--- Input ---
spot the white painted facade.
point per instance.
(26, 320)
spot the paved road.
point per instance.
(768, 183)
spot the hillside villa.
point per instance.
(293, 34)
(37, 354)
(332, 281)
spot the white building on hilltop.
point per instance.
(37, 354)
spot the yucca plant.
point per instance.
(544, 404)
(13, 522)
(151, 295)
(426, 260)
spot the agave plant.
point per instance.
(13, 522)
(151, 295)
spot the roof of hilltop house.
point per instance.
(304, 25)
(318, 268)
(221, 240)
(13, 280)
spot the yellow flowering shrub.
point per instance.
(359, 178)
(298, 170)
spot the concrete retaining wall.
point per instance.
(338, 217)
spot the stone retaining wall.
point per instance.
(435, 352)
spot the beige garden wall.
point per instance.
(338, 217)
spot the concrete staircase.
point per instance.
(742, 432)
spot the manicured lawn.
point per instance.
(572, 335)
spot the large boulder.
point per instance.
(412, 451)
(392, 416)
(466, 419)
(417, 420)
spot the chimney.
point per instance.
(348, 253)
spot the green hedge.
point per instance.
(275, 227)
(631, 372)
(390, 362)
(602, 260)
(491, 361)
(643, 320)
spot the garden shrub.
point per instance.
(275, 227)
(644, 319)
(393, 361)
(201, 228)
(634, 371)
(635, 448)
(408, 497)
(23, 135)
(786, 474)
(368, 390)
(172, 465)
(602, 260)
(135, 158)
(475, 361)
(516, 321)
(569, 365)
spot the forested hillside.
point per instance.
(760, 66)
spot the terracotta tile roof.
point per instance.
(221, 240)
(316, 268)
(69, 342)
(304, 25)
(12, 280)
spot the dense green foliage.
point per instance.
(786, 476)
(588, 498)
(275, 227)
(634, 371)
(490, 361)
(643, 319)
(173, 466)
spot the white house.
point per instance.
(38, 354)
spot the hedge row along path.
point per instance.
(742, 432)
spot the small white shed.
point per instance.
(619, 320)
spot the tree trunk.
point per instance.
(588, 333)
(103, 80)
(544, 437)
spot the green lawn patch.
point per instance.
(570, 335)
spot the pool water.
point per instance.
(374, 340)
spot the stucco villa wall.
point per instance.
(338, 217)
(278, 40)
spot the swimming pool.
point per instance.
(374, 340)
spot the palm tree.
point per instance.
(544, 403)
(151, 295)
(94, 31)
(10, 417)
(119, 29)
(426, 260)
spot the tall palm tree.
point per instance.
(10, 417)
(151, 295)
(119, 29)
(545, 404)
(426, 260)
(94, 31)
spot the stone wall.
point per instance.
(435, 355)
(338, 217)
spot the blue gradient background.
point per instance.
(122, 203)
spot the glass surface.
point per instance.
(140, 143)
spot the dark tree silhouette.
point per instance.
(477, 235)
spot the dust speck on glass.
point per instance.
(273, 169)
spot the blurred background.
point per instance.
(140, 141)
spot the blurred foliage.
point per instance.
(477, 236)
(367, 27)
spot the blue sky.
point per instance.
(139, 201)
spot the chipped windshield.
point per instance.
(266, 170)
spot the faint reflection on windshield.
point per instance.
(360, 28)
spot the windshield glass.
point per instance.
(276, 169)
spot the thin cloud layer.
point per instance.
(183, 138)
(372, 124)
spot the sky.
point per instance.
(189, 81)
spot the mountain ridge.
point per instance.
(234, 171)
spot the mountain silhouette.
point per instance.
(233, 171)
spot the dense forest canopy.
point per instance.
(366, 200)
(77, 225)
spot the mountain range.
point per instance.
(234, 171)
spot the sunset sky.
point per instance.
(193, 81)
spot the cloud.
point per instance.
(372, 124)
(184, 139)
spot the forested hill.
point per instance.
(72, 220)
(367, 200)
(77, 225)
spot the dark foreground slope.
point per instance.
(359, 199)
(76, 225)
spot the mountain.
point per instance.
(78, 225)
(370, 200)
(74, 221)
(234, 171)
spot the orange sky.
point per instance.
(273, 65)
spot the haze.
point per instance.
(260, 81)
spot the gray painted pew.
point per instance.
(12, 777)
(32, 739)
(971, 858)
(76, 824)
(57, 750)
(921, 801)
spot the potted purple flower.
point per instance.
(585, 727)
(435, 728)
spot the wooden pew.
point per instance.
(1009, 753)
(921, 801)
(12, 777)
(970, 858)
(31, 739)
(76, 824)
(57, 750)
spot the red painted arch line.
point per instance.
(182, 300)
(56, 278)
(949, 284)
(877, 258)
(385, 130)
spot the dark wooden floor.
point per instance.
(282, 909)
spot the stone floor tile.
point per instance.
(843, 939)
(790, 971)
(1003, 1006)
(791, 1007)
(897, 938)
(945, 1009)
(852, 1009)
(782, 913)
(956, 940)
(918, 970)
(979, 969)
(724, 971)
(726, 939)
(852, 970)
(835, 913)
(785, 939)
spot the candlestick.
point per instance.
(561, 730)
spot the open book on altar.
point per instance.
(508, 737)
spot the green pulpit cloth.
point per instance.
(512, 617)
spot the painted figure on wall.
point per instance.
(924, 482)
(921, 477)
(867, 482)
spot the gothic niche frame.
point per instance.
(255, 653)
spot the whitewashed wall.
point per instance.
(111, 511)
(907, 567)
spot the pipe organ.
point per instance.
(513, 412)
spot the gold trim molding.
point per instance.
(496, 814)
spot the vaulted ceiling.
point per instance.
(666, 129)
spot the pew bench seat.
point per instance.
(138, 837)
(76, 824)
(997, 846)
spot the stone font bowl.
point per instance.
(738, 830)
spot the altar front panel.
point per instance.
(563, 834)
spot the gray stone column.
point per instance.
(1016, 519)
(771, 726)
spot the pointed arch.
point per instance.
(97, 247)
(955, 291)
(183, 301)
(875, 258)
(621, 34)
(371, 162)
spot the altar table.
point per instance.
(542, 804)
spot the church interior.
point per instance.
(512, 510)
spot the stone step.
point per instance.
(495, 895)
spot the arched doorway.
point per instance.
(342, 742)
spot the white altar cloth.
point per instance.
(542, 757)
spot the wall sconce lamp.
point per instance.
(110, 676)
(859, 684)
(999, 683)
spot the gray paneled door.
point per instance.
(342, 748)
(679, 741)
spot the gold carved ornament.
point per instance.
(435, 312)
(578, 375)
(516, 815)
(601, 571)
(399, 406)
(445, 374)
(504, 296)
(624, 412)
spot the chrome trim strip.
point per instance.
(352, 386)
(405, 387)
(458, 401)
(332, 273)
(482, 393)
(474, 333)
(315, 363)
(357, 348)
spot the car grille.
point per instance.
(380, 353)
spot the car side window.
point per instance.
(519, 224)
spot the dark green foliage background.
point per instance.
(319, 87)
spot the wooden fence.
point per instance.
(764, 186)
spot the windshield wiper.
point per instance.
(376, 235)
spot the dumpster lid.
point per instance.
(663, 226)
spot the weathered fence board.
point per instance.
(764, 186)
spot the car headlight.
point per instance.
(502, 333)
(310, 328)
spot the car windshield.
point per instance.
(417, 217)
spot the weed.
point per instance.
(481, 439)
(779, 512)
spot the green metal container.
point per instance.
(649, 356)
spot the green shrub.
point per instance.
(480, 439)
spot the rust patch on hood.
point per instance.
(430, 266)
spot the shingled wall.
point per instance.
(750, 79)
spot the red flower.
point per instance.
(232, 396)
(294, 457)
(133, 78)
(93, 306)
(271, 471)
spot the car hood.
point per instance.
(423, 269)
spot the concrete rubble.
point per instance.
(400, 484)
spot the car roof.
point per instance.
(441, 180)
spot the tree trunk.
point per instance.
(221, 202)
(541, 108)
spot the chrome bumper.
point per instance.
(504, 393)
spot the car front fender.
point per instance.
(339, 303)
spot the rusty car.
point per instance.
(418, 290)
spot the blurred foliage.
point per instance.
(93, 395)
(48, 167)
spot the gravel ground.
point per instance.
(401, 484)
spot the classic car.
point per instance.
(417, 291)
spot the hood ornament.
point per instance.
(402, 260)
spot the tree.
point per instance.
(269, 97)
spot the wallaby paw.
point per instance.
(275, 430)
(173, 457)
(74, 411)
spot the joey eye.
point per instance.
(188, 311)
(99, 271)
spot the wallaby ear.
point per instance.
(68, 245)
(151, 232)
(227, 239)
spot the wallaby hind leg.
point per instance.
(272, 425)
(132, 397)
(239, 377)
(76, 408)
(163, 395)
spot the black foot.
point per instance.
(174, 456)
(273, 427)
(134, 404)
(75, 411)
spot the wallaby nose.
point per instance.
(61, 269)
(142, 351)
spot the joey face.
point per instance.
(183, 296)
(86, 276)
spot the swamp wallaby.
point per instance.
---
§ What you should do:
Reproduce the records above exactly, starting with the line that contains "spot the rusty car." and ending with the last line.

§ Exercise result:
spot the rusty car.
point per instance.
(418, 290)
spot the blurred foliage.
point per instance.
(93, 395)
(48, 167)
spot the gravel ground.
point per instance.
(401, 484)
spot the classic car.
point per instance.
(417, 291)
spot the hood ornament.
point per instance.
(402, 260)
spot the tree.
point per instance.
(269, 97)
spot the wallaby paw.
point per instance.
(275, 430)
(173, 457)
(74, 411)
spot the joey eye.
point per instance.
(188, 311)
(99, 271)
spot the wallaby ear.
point per instance.
(68, 245)
(151, 232)
(227, 239)
spot the wallaby hind leg.
point per instance.
(272, 425)
(132, 397)
(239, 377)
(76, 408)
(163, 395)
spot the black foot.
point per instance.
(174, 456)
(273, 427)
(134, 404)
(75, 411)
spot the wallaby nose.
point per instance.
(61, 269)
(142, 351)
spot the joey face.
point per instance.
(183, 296)
(86, 276)
spot the swamp wallaby.
point per instance.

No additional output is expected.